Set exercise ->
Recast the data below as a Markdown table with two columns, Number and Content, giving each line its own row and leaving out blank lines.

Materials provided ->
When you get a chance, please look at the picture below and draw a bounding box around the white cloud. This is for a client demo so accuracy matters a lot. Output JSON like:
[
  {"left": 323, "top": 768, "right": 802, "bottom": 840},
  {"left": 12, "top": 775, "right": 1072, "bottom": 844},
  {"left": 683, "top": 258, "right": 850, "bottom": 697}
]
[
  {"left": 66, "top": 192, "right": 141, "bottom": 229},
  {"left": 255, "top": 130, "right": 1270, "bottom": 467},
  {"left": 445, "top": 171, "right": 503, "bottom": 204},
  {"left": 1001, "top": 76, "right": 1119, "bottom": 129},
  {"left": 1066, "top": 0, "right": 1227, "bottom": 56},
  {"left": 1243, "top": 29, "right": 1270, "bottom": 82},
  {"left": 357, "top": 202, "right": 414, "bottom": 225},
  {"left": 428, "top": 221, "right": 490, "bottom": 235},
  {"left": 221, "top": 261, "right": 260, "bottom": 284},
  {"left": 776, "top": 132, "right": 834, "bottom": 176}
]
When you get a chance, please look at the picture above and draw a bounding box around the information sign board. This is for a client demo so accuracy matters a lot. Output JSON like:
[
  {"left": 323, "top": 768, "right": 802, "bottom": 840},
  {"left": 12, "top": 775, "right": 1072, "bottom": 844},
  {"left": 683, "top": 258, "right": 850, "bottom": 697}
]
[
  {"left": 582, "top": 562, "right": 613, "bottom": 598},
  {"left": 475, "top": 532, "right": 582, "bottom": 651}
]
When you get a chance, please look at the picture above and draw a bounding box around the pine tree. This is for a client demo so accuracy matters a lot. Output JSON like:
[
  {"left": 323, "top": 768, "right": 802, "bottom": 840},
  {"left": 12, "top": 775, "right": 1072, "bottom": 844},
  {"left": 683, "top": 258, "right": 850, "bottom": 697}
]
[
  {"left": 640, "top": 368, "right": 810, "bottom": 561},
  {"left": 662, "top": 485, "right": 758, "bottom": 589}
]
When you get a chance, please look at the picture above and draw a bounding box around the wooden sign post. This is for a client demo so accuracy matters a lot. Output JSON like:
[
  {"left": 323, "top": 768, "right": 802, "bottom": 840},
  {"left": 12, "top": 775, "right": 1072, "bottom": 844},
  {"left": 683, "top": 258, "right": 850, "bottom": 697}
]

Task output ->
| Number | Content |
|---|---|
| 1 | When you get a chance, please look at the picture below and draw a bounding box around the white cloud. This is for a client demo so accuracy matters a lot. Output JSON like: |
| 2 | [ |
| 3 |   {"left": 323, "top": 768, "right": 802, "bottom": 840}, |
| 4 |   {"left": 12, "top": 775, "right": 1072, "bottom": 844}, |
| 5 |   {"left": 683, "top": 258, "right": 850, "bottom": 697} |
| 6 | ] |
| 7 | [ |
| 8 |   {"left": 66, "top": 192, "right": 141, "bottom": 229}, |
| 9 |   {"left": 255, "top": 130, "right": 1270, "bottom": 467}, |
| 10 |   {"left": 445, "top": 171, "right": 503, "bottom": 204}, |
| 11 |   {"left": 1001, "top": 76, "right": 1119, "bottom": 129}, |
| 12 |   {"left": 1066, "top": 0, "right": 1227, "bottom": 56}, |
| 13 |   {"left": 1243, "top": 29, "right": 1270, "bottom": 82}, |
| 14 |   {"left": 357, "top": 202, "right": 414, "bottom": 225}, |
| 15 |   {"left": 428, "top": 221, "right": 490, "bottom": 235}, |
| 16 |   {"left": 221, "top": 261, "right": 260, "bottom": 284}, |
| 17 |   {"left": 776, "top": 132, "right": 834, "bottom": 176} |
| 18 | ] |
| 19 | When you get a chance, please look at the picture above and draw a bounding box around the information sign board. This is for a client demo so accuracy matters a lot. Output JSON like: |
| 20 | [ |
| 21 |   {"left": 323, "top": 768, "right": 802, "bottom": 840}, |
| 22 |   {"left": 12, "top": 775, "right": 1072, "bottom": 844}, |
| 23 |   {"left": 683, "top": 258, "right": 850, "bottom": 697} |
| 24 | ] |
| 25 | [ |
| 26 |   {"left": 582, "top": 562, "right": 613, "bottom": 598}, |
| 27 |   {"left": 475, "top": 532, "right": 582, "bottom": 651} |
| 28 | ] |
| 29 | When you get a chance, please look at the picture above and draw a bounding box around the pine tree. This is for a client demo so accuracy matters a lot. Output JSON like: |
| 30 | [ |
| 31 |   {"left": 323, "top": 768, "right": 802, "bottom": 840}, |
| 32 |   {"left": 12, "top": 775, "right": 1072, "bottom": 844}, |
| 33 |   {"left": 683, "top": 258, "right": 850, "bottom": 697} |
| 34 | ] |
| 35 | [ |
| 36 |   {"left": 640, "top": 368, "right": 810, "bottom": 561}, |
| 37 |   {"left": 662, "top": 485, "right": 758, "bottom": 589} |
| 38 | ] |
| 39 | When you get a chance, please look at the picture above and draw a bounding box around the wooden sign post. This is for a client demo so accuracy matters a lot. Output JSON like: |
| 40 | [ |
| 41 |   {"left": 323, "top": 768, "right": 802, "bottom": 840}, |
| 42 |   {"left": 12, "top": 775, "right": 1072, "bottom": 844}, |
| 43 |   {"left": 683, "top": 258, "right": 850, "bottom": 697} |
| 44 | ] |